#### Task goal
Locate each line in the records containing "blurred". Copy it.

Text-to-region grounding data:
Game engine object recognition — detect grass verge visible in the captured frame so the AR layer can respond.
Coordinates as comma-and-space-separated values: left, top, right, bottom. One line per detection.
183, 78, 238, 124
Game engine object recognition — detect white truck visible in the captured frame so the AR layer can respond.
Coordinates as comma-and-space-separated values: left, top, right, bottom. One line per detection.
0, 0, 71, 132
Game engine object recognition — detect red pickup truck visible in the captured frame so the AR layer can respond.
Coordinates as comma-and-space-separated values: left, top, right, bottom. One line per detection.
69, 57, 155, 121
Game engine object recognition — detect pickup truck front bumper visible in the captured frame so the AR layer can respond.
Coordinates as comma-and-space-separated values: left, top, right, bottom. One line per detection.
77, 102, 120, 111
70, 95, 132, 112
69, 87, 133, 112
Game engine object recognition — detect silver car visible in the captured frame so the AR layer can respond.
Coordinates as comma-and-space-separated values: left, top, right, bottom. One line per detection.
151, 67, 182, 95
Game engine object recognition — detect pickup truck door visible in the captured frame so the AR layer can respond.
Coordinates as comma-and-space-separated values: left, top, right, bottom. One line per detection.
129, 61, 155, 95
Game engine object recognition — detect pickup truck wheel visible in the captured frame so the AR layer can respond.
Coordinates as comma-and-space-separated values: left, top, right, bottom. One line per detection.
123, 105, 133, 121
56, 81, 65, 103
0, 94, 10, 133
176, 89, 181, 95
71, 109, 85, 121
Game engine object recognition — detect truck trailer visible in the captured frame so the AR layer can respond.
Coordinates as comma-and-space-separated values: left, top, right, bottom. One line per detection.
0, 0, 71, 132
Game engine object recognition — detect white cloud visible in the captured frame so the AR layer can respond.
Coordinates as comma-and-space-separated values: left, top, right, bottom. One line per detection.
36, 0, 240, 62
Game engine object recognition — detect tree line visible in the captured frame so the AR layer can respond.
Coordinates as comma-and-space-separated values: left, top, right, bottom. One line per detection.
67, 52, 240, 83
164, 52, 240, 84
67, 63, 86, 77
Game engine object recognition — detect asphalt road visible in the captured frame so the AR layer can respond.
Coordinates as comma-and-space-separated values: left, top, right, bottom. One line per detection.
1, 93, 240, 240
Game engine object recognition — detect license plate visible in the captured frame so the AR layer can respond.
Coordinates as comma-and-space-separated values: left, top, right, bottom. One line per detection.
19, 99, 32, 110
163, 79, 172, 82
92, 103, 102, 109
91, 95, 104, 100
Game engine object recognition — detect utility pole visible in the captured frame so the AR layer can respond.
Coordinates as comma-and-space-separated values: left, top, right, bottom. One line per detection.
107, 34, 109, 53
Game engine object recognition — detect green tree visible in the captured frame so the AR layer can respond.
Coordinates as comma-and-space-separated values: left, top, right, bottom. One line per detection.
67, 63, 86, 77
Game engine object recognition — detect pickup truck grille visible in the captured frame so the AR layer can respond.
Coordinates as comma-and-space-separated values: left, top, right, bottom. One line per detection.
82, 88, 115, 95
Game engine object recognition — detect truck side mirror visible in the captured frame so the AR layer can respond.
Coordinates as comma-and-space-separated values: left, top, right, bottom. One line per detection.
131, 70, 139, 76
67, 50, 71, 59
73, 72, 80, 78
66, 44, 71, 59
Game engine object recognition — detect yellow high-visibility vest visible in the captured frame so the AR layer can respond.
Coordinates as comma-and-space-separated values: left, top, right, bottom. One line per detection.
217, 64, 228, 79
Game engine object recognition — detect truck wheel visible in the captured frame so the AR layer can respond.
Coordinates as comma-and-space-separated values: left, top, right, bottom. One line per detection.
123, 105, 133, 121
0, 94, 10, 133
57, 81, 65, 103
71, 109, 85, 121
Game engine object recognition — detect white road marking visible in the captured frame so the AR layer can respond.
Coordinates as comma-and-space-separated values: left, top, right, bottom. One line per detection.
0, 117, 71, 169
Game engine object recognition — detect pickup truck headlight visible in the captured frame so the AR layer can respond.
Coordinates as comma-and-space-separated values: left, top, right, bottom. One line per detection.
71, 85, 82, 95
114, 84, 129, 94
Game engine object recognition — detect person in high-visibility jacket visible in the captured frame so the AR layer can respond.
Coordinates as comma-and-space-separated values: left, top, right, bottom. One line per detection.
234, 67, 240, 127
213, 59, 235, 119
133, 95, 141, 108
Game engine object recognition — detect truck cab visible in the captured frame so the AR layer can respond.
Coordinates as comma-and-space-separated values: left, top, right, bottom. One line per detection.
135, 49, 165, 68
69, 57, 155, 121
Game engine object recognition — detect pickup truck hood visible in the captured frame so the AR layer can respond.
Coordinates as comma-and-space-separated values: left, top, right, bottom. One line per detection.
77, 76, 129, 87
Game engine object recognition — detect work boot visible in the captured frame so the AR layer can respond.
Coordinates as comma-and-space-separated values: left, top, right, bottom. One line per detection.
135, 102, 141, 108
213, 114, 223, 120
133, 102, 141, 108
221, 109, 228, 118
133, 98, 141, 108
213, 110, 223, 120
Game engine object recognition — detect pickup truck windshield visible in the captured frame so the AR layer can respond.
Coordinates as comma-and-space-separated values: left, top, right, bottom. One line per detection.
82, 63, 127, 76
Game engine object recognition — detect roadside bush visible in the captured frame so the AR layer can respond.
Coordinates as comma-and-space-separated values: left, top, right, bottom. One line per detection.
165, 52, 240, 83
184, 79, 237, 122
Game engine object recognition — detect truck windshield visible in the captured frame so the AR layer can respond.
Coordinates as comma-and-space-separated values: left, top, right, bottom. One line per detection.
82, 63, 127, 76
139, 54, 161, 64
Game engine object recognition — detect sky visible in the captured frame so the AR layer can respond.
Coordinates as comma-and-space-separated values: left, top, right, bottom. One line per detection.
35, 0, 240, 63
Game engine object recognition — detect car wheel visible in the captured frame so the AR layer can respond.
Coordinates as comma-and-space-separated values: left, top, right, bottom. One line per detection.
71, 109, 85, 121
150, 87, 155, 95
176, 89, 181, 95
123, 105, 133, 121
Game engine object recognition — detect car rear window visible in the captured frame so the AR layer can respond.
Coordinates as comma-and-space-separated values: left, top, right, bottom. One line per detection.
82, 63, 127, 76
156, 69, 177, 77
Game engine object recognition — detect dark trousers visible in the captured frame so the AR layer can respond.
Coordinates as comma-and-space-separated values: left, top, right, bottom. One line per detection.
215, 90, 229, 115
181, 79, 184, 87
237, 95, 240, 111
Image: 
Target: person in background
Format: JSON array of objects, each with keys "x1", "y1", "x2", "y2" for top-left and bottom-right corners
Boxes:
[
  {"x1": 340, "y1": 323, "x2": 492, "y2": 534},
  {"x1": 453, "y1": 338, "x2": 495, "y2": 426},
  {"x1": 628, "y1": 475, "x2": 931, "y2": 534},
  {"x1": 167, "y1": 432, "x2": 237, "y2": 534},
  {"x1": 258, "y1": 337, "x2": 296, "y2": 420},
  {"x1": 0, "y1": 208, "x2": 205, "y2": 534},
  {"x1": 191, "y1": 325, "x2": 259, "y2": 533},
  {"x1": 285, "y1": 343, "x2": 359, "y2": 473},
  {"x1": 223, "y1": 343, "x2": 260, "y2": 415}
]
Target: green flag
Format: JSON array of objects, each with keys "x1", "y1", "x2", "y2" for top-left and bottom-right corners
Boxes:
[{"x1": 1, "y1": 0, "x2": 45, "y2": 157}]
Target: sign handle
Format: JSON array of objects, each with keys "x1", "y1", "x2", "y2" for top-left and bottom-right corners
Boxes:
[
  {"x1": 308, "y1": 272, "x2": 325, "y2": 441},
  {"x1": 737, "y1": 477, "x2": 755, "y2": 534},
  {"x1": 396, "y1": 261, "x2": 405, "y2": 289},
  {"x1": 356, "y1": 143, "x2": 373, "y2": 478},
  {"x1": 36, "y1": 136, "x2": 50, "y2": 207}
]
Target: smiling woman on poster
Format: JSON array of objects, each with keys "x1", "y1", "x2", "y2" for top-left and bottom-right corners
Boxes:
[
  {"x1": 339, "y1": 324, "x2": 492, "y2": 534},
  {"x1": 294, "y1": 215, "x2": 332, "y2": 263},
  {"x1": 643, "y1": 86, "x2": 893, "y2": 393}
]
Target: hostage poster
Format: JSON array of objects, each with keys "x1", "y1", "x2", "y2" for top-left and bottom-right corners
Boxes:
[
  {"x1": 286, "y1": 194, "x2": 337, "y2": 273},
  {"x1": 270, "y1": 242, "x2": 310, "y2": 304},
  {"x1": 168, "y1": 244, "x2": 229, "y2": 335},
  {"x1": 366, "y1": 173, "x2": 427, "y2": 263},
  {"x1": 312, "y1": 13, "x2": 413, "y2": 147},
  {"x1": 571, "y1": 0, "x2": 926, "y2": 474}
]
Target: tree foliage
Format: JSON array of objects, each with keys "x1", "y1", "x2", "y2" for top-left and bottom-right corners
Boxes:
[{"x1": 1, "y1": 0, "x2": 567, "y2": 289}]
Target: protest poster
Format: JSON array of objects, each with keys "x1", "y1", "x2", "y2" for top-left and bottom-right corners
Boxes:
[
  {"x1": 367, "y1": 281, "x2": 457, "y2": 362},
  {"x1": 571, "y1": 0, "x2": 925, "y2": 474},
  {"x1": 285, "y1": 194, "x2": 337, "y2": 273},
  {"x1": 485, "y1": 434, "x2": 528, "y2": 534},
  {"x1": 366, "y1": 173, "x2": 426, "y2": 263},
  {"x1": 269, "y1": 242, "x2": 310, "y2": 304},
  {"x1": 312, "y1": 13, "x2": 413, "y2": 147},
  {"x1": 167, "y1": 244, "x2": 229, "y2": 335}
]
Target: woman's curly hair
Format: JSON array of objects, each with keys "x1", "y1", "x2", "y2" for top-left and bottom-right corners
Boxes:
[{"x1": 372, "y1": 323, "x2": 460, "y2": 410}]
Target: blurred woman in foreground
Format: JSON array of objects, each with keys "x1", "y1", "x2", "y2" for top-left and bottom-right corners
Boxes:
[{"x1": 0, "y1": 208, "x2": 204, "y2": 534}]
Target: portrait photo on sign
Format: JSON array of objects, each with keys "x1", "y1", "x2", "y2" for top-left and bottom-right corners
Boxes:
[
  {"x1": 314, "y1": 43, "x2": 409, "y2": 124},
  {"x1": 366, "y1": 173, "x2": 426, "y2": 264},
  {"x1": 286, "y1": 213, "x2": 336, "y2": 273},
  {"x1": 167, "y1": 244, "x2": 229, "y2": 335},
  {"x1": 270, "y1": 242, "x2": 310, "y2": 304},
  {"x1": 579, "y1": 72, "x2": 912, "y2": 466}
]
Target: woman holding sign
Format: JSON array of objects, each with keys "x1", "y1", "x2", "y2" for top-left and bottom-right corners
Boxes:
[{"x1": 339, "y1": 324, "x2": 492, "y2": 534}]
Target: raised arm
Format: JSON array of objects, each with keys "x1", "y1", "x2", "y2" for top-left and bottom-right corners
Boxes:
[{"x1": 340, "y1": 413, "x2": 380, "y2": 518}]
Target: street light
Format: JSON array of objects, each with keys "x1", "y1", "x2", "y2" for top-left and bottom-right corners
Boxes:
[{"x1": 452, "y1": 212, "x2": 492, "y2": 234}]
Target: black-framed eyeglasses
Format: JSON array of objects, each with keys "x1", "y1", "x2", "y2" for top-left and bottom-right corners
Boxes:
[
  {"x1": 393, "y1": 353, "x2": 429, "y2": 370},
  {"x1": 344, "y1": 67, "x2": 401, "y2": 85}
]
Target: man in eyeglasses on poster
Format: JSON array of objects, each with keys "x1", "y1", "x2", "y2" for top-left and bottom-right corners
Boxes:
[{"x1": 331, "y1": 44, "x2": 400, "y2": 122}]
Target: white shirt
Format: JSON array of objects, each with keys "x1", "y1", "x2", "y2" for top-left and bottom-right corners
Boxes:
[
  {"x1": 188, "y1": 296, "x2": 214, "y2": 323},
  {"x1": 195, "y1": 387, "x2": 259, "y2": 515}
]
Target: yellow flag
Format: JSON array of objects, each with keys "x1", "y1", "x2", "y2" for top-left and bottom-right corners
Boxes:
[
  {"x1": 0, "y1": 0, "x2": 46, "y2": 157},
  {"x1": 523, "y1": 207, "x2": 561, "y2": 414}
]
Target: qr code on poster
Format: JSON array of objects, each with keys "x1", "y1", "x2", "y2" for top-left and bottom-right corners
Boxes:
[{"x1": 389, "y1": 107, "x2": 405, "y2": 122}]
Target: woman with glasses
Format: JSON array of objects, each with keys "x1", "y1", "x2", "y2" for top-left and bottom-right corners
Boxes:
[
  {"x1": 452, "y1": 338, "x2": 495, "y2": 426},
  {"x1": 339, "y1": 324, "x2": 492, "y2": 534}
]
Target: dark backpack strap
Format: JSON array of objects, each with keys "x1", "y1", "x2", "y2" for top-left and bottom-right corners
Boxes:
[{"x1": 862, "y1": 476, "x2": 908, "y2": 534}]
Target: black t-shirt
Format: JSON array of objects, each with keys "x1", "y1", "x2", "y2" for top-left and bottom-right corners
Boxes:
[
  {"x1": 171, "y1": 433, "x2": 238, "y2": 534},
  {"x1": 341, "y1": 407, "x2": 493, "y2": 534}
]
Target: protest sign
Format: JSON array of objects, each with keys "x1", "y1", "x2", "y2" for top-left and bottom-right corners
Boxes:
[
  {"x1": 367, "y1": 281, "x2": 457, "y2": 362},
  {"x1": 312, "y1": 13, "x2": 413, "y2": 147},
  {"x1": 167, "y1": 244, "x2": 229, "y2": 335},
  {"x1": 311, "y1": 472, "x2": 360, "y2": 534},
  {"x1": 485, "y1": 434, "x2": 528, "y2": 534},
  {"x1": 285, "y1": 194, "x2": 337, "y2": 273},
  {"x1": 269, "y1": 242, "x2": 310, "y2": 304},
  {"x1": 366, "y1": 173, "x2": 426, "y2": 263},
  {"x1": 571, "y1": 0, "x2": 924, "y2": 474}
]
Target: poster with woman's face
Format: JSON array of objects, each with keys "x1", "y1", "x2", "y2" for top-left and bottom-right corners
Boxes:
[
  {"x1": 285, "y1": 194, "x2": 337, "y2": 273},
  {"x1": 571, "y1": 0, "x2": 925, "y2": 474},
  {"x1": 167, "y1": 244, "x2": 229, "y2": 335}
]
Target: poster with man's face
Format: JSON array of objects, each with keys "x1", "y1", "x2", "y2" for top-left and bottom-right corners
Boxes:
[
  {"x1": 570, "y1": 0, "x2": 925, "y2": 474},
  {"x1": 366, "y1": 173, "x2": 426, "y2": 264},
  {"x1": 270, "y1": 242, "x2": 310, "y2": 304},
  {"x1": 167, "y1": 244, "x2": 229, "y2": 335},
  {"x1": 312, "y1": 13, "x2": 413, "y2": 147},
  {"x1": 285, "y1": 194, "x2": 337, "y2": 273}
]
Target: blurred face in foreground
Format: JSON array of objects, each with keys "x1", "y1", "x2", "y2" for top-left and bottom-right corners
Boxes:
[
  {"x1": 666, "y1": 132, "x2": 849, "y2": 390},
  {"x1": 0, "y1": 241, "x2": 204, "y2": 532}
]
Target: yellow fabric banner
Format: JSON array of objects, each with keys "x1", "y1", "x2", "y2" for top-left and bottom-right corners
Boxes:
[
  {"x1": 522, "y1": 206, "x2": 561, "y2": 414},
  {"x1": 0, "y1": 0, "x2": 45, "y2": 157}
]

#### Answer for the task
Target: blurred woman in foreground
Target: blurred face in foreground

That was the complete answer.